• [EXERCISE BRIEF]: Lines from the records below that contain the word "photo" are to be copied out.

• [STUDY MATERIAL]:
___
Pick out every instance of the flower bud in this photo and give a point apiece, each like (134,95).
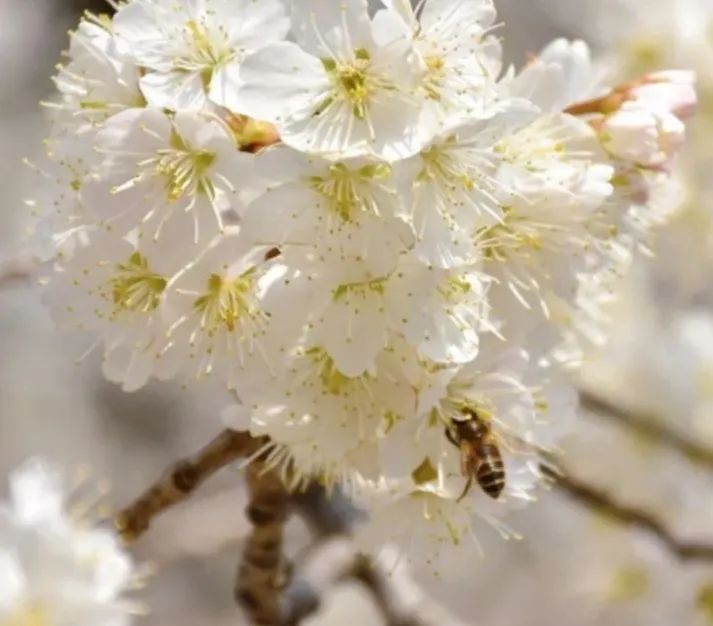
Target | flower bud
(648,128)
___
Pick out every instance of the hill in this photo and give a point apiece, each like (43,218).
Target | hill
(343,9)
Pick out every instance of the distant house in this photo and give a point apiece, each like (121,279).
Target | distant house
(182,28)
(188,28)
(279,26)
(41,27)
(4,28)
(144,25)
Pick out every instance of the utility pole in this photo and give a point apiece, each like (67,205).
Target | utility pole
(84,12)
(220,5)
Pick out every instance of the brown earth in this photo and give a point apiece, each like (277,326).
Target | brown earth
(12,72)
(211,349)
___
• [FINAL ANSWER]:
Pick out every instance of the flower bud in this photo and give a point apiece, each like (134,95).
Pick out every instance of the hill in this photo and give a point apiece, each like (43,218).
Pick out every instance of the distant house in this photo and give a point apiece, each like (121,279).
Pick out every instance of the utility pole in this photo and give a point apiece, each like (67,205).
Pick out every instance of the brown earth in this photo and give a point apiece, each like (277,326).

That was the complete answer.